> [Set problem]: Reproduce the data in its entirety, exactly as supplied.

---------- Supplied data ----------

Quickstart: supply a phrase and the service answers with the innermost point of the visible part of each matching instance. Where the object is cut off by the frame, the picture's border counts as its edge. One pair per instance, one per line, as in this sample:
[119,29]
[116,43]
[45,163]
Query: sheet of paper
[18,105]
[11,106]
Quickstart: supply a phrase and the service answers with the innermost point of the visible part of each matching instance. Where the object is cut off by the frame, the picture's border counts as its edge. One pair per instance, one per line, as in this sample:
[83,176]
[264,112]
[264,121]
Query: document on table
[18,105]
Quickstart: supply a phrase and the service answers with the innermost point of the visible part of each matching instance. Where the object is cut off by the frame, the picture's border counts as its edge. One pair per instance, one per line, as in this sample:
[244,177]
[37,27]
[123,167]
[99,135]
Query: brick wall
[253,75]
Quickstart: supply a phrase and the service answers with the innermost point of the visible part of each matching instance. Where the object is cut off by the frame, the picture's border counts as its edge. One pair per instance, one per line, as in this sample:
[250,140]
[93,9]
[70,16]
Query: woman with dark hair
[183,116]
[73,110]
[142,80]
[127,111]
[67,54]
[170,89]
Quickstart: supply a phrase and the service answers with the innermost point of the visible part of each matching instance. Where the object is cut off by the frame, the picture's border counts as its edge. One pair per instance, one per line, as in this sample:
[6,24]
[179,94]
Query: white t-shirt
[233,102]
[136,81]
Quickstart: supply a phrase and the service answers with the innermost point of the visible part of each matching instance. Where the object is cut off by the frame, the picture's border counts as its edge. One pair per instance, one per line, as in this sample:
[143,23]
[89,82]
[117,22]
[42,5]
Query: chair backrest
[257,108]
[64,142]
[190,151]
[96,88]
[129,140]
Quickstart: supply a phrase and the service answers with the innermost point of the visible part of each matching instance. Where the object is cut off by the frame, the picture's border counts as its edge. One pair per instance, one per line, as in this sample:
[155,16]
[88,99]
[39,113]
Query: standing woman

----------

> [Answer to this problem]:
Quickstart: supply a phrase and the service answers with the innermost point of the visible part of each matching instance. Where the object is cut off by the frame, the picture's border counts as its edge. One pair per instance, one per line, as in this sample:
[119,29]
[116,43]
[45,163]
Query: sheet of paper
[18,105]
[11,106]
Quickstart: supply a phrase and the service answers with the innermost point of the visible part of each matching instance. Where the object is cut off by the frame, the picture's border counts as its edge. One pair per instance, one per line, as in this sample:
[83,176]
[264,112]
[264,121]
Query: document on table
[18,105]
Quickstart: supply a phrase and the service answers with the innermost point of the visible part of each matching instance. Where the object is cut off by the frame, the picture's border counts as its edge. One pair per instance, one per line, as in this sample:
[244,177]
[37,27]
[123,167]
[99,135]
Query: brick wall
[253,75]
Quickstart: supply a phrase and the service answers with the innermost point of the visible part of each matching instance. Where the object is cut off by the frame, the picture's border counts as its edge. One pair per instance, one per line, as in this sample:
[250,140]
[93,9]
[70,16]
Query: woman with dark hair
[183,116]
[73,110]
[142,80]
[127,111]
[67,54]
[170,89]
Quickstart: supply a phrase and the service answers with the innermost point of the visible part of each matching instance. Where the object is cut off by the frame, the picture's border counts as its edge. One pair per instance, one per line, as in this sample:
[6,24]
[179,94]
Query: white t-shirt
[233,102]
[136,81]
Quickstart: supply a phrase and the service answers with the innermost point of the visible part of each matching instance. Where the object is cut off by the frame, the picture's border counts as its edge. One pair per instance, one per line, as in this sample:
[143,23]
[89,82]
[117,22]
[42,5]
Query: chair backrest
[257,108]
[64,142]
[190,151]
[96,88]
[129,140]
Quickstart: supply a phrase and the service answers with the innermost point of the visible part of each matching instance. Where the object is cut off by the frame, the picture's border counts as its edge. One pair per instance, one per line, as in this sample:
[155,16]
[88,99]
[39,113]
Query: standing woman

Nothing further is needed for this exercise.